Items listed in a dataset:
#####

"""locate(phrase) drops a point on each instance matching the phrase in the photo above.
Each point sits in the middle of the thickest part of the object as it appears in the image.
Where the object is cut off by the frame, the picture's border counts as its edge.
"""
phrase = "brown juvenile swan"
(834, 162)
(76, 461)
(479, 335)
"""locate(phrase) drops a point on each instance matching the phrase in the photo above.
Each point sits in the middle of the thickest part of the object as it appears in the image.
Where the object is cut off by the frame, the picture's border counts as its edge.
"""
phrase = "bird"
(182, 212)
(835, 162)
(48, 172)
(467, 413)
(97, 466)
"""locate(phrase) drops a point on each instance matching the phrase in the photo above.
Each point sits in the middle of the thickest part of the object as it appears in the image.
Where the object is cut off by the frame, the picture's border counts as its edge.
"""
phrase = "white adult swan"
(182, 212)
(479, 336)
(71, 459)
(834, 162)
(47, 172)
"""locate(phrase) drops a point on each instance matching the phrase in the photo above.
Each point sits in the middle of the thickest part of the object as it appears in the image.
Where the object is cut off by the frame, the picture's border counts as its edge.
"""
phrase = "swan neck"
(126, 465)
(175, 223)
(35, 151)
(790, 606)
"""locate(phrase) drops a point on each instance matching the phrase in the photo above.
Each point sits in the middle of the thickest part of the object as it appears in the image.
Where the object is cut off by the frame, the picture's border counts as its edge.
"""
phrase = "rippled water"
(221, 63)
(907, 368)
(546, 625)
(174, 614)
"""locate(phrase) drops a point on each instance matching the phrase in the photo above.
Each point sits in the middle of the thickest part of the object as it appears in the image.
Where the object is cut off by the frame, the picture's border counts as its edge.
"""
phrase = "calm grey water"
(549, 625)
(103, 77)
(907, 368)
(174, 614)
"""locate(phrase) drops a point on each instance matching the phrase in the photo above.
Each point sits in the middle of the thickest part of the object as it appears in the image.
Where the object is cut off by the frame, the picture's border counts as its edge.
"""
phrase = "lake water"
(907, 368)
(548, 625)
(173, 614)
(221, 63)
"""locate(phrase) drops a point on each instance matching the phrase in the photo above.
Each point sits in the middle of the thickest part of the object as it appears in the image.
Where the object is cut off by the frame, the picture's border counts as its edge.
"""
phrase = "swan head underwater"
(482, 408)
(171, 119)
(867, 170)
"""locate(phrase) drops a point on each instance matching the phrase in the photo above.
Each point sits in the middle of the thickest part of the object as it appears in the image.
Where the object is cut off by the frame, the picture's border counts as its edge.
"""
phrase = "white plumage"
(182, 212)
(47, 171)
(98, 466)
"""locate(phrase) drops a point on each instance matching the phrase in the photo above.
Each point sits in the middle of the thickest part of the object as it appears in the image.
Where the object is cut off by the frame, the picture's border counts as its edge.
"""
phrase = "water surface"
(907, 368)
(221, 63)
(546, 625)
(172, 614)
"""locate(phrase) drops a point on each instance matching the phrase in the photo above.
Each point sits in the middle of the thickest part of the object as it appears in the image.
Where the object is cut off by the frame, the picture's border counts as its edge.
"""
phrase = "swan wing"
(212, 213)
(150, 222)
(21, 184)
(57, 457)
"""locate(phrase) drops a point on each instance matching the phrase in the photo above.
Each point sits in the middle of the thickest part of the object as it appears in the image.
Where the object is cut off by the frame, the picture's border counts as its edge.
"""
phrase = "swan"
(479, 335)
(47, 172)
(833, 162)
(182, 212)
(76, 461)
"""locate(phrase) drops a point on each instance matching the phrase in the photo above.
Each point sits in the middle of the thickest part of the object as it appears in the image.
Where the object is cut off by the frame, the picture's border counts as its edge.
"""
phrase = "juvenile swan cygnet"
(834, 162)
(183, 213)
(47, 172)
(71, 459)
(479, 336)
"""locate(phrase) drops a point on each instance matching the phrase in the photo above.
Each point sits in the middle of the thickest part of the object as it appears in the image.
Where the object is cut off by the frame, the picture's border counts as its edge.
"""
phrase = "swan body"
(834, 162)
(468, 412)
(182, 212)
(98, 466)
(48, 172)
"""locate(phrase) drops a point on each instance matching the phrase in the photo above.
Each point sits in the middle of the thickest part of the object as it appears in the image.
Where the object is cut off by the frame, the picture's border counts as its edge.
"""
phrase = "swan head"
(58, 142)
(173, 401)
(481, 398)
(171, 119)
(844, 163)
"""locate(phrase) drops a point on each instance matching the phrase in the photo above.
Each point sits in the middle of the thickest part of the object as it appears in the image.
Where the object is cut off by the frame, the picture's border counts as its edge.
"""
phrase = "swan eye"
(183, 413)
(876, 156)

#####

### Work to complete
In full and without deviation, reproduce the entries above.

### Written solution
"""locate(phrase) drops a point on each instance matching the phrase in the photo above.
Each point sits in the middle of the thickest part of the object as it appears in the image.
Where the object is cut off by the frame, the picture's border counts as its edge.
"""
phrase = "brown juvenile swan"
(834, 162)
(76, 461)
(479, 335)
"""locate(phrase) drops a point on each instance matching the phrase in the photo above.
Each point sits in the middle of the thickest part of the object as it appears in the image.
Where the object is cut off by the frame, the picture's border counts as its edge.
"""
phrase = "bird"
(182, 212)
(835, 162)
(48, 172)
(467, 413)
(97, 466)
"""locate(phrase) drops a point on each instance matching the phrase in the photo above.
Each point sits in the middle of the thickest part of the object as it appears in the image.
Where the object is cut off by the frame, the picture's border counts as its edge.
"""
phrase = "white adult swan"
(182, 212)
(479, 336)
(71, 459)
(834, 162)
(47, 172)
"""locate(phrase) drops a point on each instance matching the phrase in the photo above.
Each point sits in the middle of the thickest part of the object as it appears in the image.
Where the object is cut off by the frame, the picture's border counts as its edge.
"""
phrase = "swan neck"
(126, 465)
(175, 223)
(35, 151)
(790, 606)
"""locate(phrase) drops a point on each instance matching the phrase in the photo above.
Each point sits in the middle of the thickest part of the object as it appears in the image.
Where the object is cut off by the frame, the picture's border counts as its edge.
"""
phrase = "rippled water"
(221, 63)
(907, 368)
(546, 625)
(174, 614)
"""locate(phrase) drops a point on each instance matching the phrase in the photo above.
Each point sits in the middle of the thickest part of the object as it appears in the image.
Where the object is cut off by the frame, the picture's border counts as its edge.
"""
phrase = "calm grey water"
(549, 625)
(103, 77)
(907, 368)
(174, 614)
"""locate(phrase) drops a point on each instance matching the phrase in the photo above.
Each point sits in the middle of the thickest part of the object as it appears in the image.
Where the object is cut off by the frame, the picture's border counts as its edge.
"""
phrase = "lake water"
(907, 368)
(548, 625)
(173, 614)
(221, 63)
"""locate(phrase) drops a point on each instance matching the phrase in the photo above.
Each point sits in the middle of the thickest part of the object as it appears in the image.
Where the object is cut off by the frame, the picture's border counts as its edge.
"""
phrase = "swan head underwater"
(482, 408)
(171, 119)
(867, 170)
"""locate(phrase) drops a point on each instance matching the phrase in the photo above.
Each point sits in the middle of the thickest part of the object as it appears in the image.
Where the object is cut off by the frame, the picture's border counts as its edge.
"""
phrase = "white plumage"
(182, 212)
(47, 171)
(98, 466)
"""locate(phrase) drops a point on each instance matching the phrase in the photo above.
Each point sits in the middle of the thickest part of the object as it appears in the image.
Where the object is cut off by the frame, the picture's border counts as its edge.
"""
phrase = "water surface"
(907, 368)
(221, 63)
(546, 625)
(172, 614)
"""locate(phrase) drops a point on each instance matching the phrase in the photo above.
Each point sits in the middle of the thickest part of the object as it appears in the image.
Where the object is cut off by the frame, the picture's border counts as its edge.
"""
phrase = "swan wing"
(212, 213)
(150, 222)
(21, 184)
(57, 457)
"""locate(phrase) drops a point on each instance matching the phrase in the photo above.
Each point sits in the middle of the thickest part of the object as it appears in the image.
Where the object is cut off by the frame, the picture's border counts as its edge.
"""
phrase = "swan"
(479, 335)
(47, 172)
(833, 162)
(182, 212)
(76, 461)
"""locate(phrase) drops a point on each instance matching the phrase in the photo above.
Each point sits in the middle of the thickest part of the object as it appears in the image.
Where the object is cut off by the frame, the picture's border counts as its edge.
"""
phrase = "juvenile swan cygnet"
(834, 162)
(183, 213)
(47, 172)
(71, 459)
(479, 336)
"""locate(phrase) drops a point on each instance matching the phrase in the photo above.
Each point sits in the middle of the thickest part of the object as it appears in the image.
Where the object is cut off by the frame, the picture's border counts as its edge.
"""
phrase = "swan body"
(834, 162)
(468, 412)
(182, 212)
(98, 466)
(48, 172)
"""locate(phrase) drops a point on each instance matching the phrase in the photo above.
Each point sits in the middle of the thickest part of the object as it appears in the image.
Where the object is cut off by the frame, the picture's border counts as its edge.
"""
phrase = "swan head"
(58, 142)
(173, 401)
(481, 398)
(171, 119)
(844, 163)
"""locate(phrase) drops a point on each instance matching the phrase in the photo above.
Each point sits in the middle of the thickest part of the object as it appears in the image.
Where the object is cut off by the frame, the picture's border counts as its edge.
"""
phrase = "swan eye"
(183, 413)
(876, 156)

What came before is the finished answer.